WHAT THE TASK REQUIRES:
Skip the pictures. Quote every line below, exactly, from the one with "[locate] short sleeve" through the final line.

━━━ RECORDS

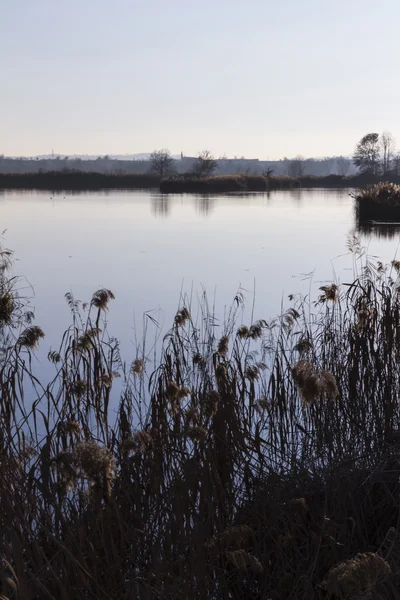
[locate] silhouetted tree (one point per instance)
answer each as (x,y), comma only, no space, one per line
(205,164)
(161,162)
(296,166)
(342,165)
(367,156)
(396,164)
(388,147)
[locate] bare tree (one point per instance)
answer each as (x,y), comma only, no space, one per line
(328,162)
(342,165)
(396,164)
(297,166)
(367,156)
(205,164)
(388,148)
(161,162)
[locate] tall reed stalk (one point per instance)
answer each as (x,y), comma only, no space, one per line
(258,461)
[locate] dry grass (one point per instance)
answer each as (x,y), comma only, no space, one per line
(379,202)
(258,462)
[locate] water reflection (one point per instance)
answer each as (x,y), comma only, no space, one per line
(160,206)
(378,230)
(204,204)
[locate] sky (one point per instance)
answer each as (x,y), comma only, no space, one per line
(262,78)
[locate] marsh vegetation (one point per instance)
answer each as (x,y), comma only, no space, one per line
(253,460)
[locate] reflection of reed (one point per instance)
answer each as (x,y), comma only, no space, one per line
(160,205)
(378,230)
(204,204)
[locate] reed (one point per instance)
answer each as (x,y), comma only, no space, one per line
(77,180)
(379,202)
(256,461)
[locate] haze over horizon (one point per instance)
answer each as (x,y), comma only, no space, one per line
(262,80)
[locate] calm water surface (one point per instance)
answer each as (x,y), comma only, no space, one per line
(148,248)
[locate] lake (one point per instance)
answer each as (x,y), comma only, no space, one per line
(149,249)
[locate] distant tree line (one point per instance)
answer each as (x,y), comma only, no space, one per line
(162,163)
(376,154)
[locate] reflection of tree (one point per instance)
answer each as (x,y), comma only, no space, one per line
(296,194)
(160,205)
(204,204)
(378,230)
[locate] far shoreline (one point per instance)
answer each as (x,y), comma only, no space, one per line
(181,184)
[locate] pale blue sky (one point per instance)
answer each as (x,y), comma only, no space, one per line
(259,78)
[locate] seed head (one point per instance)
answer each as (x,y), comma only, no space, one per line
(356,576)
(243,332)
(101,298)
(137,367)
(182,316)
(223,346)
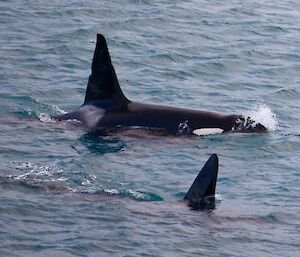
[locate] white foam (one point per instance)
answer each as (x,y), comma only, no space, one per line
(207,131)
(263,114)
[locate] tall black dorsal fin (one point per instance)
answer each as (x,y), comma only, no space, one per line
(205,183)
(103,83)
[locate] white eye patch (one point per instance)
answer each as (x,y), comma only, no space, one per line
(207,131)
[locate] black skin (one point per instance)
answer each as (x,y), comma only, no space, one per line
(106,107)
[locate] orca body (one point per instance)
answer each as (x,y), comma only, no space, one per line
(201,192)
(106,107)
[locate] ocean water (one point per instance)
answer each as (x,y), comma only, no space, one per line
(65,192)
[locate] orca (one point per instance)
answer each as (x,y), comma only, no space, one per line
(200,195)
(106,107)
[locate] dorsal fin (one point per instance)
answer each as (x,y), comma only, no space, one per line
(205,183)
(103,83)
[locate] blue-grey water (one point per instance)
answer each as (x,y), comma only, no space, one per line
(64,192)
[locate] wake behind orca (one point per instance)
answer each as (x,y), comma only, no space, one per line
(106,107)
(201,194)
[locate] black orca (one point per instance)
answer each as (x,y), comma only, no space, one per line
(202,192)
(106,107)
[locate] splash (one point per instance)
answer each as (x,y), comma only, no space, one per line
(263,114)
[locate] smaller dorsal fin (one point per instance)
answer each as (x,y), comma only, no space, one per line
(205,183)
(103,83)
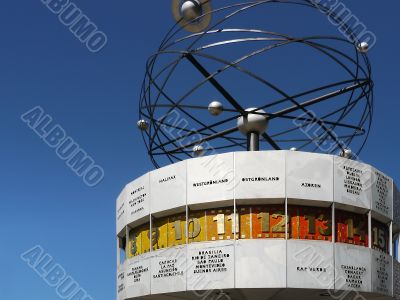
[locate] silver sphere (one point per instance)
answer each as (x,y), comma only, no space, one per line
(191,10)
(363,47)
(215,108)
(347,153)
(252,122)
(142,125)
(198,150)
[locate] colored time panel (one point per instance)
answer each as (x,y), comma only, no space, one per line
(310,223)
(245,222)
(160,233)
(197,227)
(134,246)
(351,228)
(380,236)
(268,221)
(177,230)
(220,224)
(145,236)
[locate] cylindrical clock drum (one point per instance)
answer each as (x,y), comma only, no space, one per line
(259,225)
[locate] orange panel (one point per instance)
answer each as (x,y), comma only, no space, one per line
(310,223)
(380,236)
(145,236)
(177,230)
(197,227)
(134,246)
(220,224)
(245,222)
(160,233)
(268,221)
(351,228)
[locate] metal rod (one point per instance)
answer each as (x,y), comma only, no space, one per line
(253,141)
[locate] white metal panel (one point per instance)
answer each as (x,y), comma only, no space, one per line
(382,194)
(396,279)
(210,265)
(137,274)
(382,273)
(138,198)
(210,178)
(121,288)
(396,206)
(260,264)
(168,187)
(353,268)
(309,176)
(168,270)
(260,175)
(121,211)
(352,182)
(310,264)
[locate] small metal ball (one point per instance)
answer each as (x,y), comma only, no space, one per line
(215,108)
(363,47)
(191,10)
(252,122)
(142,125)
(198,150)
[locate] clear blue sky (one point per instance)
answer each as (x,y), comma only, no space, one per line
(95,99)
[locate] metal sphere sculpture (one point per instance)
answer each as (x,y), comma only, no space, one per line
(324,109)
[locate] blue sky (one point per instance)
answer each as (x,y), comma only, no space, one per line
(94,97)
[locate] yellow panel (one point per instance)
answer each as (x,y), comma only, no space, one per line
(160,233)
(177,230)
(145,235)
(219,224)
(134,246)
(245,223)
(197,227)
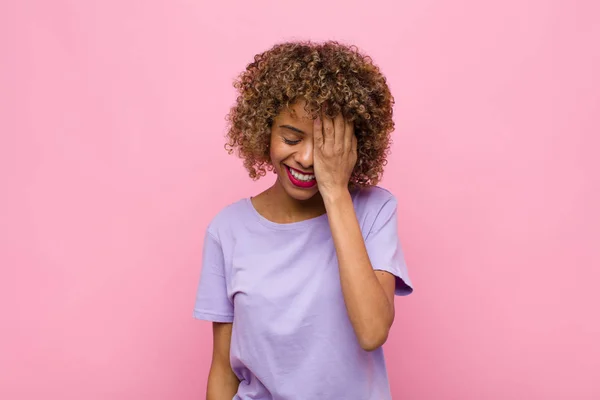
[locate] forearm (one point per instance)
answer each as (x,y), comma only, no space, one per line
(371,312)
(222,383)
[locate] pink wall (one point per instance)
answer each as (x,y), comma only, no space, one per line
(111,124)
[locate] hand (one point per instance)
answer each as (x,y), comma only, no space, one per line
(335,153)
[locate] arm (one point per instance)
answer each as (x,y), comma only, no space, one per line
(368,294)
(222,381)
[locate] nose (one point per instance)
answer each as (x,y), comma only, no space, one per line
(304,155)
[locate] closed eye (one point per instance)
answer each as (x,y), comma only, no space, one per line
(291,142)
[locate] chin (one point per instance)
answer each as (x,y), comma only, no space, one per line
(301,194)
(297,193)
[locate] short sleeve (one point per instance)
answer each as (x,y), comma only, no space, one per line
(384,248)
(212,301)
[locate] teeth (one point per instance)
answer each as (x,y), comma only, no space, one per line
(301,177)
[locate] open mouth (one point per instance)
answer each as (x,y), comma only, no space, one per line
(301,179)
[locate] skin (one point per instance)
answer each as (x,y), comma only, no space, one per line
(327,149)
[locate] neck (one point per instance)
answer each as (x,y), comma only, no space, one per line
(280,207)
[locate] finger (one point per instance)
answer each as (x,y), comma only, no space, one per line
(318,132)
(328,132)
(339,132)
(349,135)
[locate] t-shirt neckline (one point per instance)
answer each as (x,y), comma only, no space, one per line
(284,226)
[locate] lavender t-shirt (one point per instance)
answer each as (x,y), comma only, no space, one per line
(280,286)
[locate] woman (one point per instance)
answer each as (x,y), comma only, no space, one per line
(299,281)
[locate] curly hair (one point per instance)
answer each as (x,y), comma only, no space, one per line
(330,74)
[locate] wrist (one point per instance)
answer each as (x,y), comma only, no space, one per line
(332,196)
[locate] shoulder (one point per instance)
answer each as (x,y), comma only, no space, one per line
(374,197)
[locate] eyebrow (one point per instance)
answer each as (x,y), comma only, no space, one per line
(293,129)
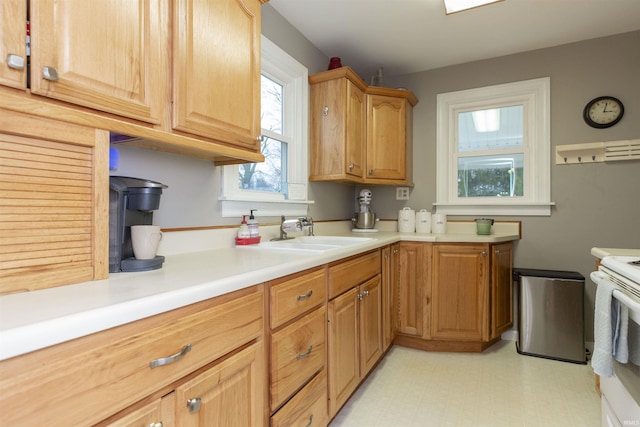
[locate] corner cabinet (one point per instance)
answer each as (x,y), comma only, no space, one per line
(359,133)
(454,296)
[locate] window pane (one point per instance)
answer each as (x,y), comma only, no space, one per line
(490,176)
(490,129)
(269,175)
(271,106)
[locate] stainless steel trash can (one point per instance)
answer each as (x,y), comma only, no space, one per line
(551,314)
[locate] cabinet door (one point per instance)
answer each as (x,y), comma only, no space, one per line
(228,394)
(386,137)
(370,311)
(460,297)
(344,374)
(13,48)
(501,288)
(108,55)
(413,281)
(389,292)
(216,76)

━━━━━━

TASK RESULT:
[locate] short sleeve (one point per instance)
answer each as (x,y), comma only, no space, one per line
(384,248)
(212,301)
[locate] teeth (one point per instance)
answer each as (x,y), comma only, no space, one per line
(301,177)
[locate] open mouth (one point per instance)
answer each as (x,y), comma only, no space, one per line
(301,179)
[locate] skin (one point per instance)
answer each as (x,y), comma only, no space, one per line
(327,149)
[locate] neck (one point per instance)
answer each as (x,y), comma only, no space, one per line
(280,207)
[locate] finger (one point per instance)
answer each as (x,y), comma only, no space, one per line
(318,132)
(328,132)
(339,132)
(349,135)
[locate] t-shirt neckline (one point per instance)
answer each as (x,y), comma only, no space, one per line
(284,226)
[locate] lavender t-shirt (one point per instance)
answer each as (x,y), comma only, no space, one per line
(280,286)
[locate] woman (one point per instance)
answer each as (x,y), comma only, no space, one per line
(299,281)
[locate] curly hair (one point per instance)
answer each as (x,y), comma only, no space, one per line
(330,74)
[locate] wrist (one point per instance)
answer each as (x,y), comma only, no space, one per line
(332,196)
[locate] shoulder (one point per instance)
answer each as (x,y), comma only, no space, one per line
(374,197)
[locate] eyebrow (one point per instance)
answer each as (x,y), comma only, no space, one per line
(293,129)
[locate] corner cabinet (one point per instance)
answer each as (x,y), comma only, no space, one per line
(359,133)
(454,296)
[locate] window pane (one point per instance)
answer each as (x,y), comma only, no space, one per line
(490,176)
(490,129)
(269,175)
(271,106)
[locate] stainless steel trash can (one point per instance)
answer each as (x,y), comma only, no space, one per line
(551,314)
[locate] cabinet door (one point per instance)
answer each as (x,y), comma only, no space, one per line
(228,394)
(386,137)
(370,311)
(460,297)
(344,374)
(13,48)
(501,288)
(108,55)
(413,281)
(389,292)
(216,76)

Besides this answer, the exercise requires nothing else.